▶ **WORK TO COMPLETE**
The line containing "of the woman" marks the start; please restate exactly that line and only the lines following it through the end of the material below.

▶ **DATA**
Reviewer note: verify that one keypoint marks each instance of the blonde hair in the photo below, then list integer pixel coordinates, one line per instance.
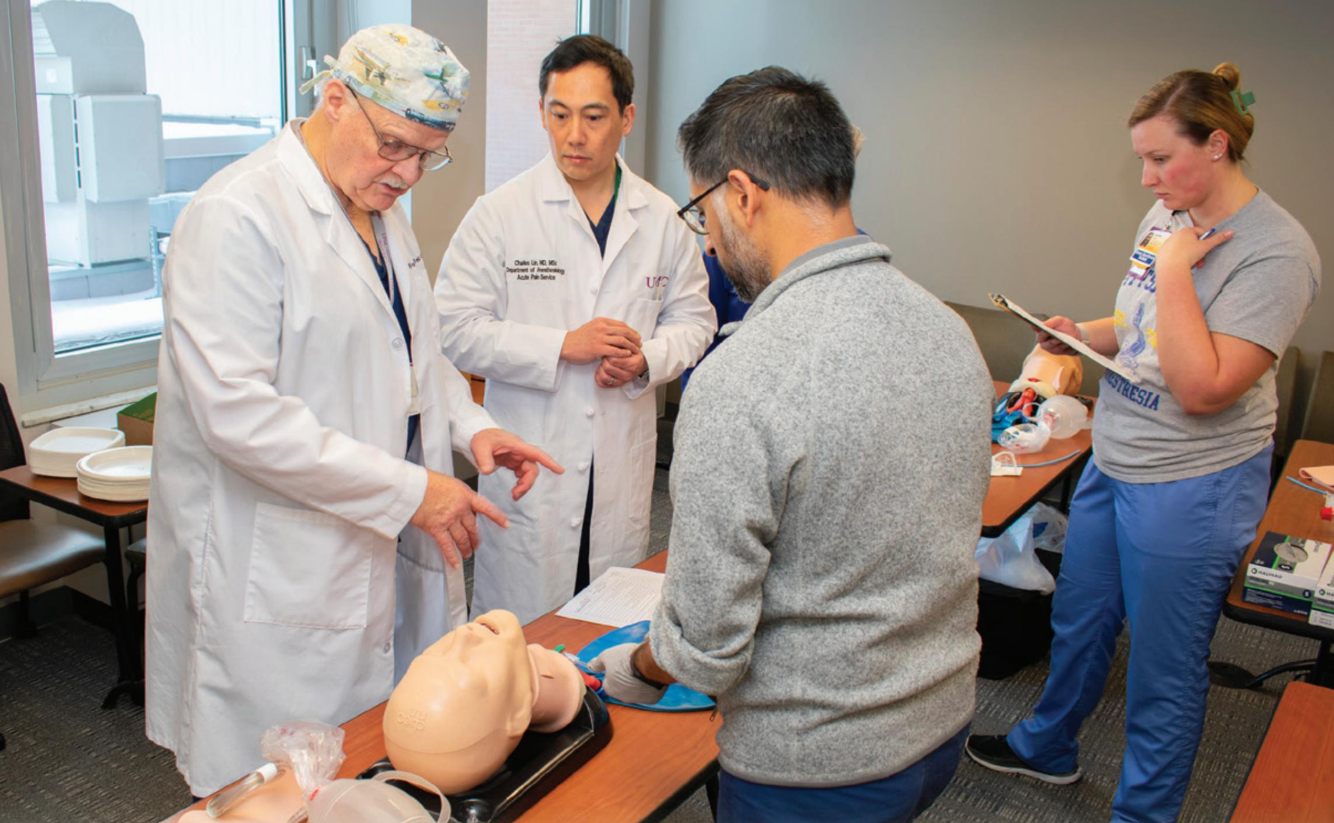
(1201, 103)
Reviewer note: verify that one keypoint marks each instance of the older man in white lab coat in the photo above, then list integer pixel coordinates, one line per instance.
(575, 291)
(306, 419)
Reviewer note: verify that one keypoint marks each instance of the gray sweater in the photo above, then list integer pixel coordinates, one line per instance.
(830, 463)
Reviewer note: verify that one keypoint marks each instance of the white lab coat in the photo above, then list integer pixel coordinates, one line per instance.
(279, 487)
(523, 270)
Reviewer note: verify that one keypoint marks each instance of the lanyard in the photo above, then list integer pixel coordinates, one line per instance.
(382, 238)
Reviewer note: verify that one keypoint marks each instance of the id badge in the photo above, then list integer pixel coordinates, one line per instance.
(1146, 252)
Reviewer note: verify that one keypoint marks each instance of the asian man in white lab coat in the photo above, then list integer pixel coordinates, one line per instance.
(575, 291)
(304, 534)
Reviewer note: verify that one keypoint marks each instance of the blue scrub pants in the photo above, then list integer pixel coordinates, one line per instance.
(895, 799)
(1161, 555)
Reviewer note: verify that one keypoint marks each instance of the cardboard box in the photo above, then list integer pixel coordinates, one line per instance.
(1285, 572)
(1322, 604)
(136, 420)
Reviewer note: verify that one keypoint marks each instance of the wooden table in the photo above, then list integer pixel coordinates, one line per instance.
(1291, 776)
(1007, 498)
(652, 762)
(62, 494)
(1291, 511)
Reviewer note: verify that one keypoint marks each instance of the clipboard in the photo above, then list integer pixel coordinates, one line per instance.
(1018, 311)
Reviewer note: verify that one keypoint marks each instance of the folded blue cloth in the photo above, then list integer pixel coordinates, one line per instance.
(678, 698)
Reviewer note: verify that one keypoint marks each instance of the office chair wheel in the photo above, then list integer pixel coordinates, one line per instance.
(1229, 675)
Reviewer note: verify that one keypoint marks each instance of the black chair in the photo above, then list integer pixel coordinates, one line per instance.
(34, 554)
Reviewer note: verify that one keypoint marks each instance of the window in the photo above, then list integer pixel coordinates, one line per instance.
(123, 110)
(519, 35)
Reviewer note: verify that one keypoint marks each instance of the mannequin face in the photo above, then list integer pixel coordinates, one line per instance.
(482, 668)
(466, 700)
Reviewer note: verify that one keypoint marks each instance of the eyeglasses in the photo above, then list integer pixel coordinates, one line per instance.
(695, 219)
(399, 151)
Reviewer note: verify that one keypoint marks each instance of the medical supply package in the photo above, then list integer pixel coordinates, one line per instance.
(1322, 604)
(1285, 572)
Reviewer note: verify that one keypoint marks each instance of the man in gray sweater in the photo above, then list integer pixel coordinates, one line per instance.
(830, 463)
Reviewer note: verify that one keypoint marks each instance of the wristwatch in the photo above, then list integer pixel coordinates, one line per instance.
(640, 676)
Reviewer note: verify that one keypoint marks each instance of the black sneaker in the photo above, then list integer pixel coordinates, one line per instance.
(994, 752)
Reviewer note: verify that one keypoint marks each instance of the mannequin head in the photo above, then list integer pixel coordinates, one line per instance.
(1049, 374)
(468, 698)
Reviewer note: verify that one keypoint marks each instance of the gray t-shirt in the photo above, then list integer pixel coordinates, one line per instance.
(1258, 287)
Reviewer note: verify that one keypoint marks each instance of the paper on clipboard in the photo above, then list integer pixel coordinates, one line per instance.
(1018, 311)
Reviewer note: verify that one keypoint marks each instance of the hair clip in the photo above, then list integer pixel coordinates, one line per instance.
(1242, 100)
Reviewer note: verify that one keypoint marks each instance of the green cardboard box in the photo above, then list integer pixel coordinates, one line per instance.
(136, 420)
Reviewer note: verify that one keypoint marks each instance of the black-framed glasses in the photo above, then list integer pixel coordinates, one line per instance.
(695, 219)
(398, 151)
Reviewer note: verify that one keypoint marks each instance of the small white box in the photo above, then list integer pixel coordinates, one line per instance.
(1322, 604)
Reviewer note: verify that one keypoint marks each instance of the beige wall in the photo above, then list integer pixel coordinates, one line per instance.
(997, 156)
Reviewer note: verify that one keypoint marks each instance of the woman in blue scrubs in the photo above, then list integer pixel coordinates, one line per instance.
(1218, 282)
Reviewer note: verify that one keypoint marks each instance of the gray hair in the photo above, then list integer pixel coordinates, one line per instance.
(777, 126)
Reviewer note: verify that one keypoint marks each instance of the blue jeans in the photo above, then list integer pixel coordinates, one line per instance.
(1161, 555)
(895, 799)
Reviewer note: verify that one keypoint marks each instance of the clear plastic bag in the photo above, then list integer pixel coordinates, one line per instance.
(1025, 438)
(1049, 527)
(310, 748)
(1011, 559)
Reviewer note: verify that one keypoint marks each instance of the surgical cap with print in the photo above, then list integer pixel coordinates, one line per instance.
(404, 70)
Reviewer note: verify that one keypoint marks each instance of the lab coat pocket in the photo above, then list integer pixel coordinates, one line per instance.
(639, 487)
(307, 568)
(642, 315)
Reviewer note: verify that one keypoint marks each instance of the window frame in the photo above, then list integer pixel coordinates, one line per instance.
(88, 378)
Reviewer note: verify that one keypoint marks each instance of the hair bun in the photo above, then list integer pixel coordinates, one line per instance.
(1230, 74)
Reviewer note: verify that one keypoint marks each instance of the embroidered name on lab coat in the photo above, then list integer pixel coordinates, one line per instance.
(534, 270)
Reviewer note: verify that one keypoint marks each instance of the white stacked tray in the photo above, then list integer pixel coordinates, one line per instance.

▶ **WORKED SOLUTION**
Reviewer note: verify that one keypoint marks each instance of the woman in blue scrubs in the photo above, then list integer pixel coordinates, one line per instance.
(1218, 282)
Reviewer note: verify that one keypoint marks each instance of the gray hair in the photo above, then list integer pixel coordinates, one line per instance.
(777, 126)
Reviewer note: verify that one keypoint marks each instance of the blue jeans in the photo above, then list integer pixel coordinates, one line per instance.
(1161, 555)
(895, 799)
Reviewer note: verify that one keypoint marks each instance of the clear plastic bag in the photo above, then list integer pixel coordinates, one line per instance.
(1025, 438)
(1049, 527)
(310, 748)
(1011, 559)
Reviewer note: verify that one keypoint marks each instance of the surgical cap with print in the photo above, then list integer pixel coordinates, one line per instance.
(404, 70)
Reviewer note: verify that one keypoint marks each instance of the lab coat pocket in the photo above, then list integer pixel coordinates, one line per instance.
(639, 487)
(307, 568)
(642, 315)
Reviewer note: verify that one keypoint marks each instance of the window frame in the photo above, then list integer pixel coordinates, one line per instance.
(88, 378)
Reviewer note: verify that one keypoint marks each instance of the hair bun in the photo above, then list integer pixel coordinates, one line per instance.
(1230, 74)
Reviewer note: verify that one keypoint marks each instance of the embroidered name on lab coat in the photo above, then list integer pixel coordinates, one line per instance.
(534, 270)
Reviewer note: verify that one keypoint marks each instance of the white stacked tray in the photo above, then list integer pixel coordinates, one line per instance.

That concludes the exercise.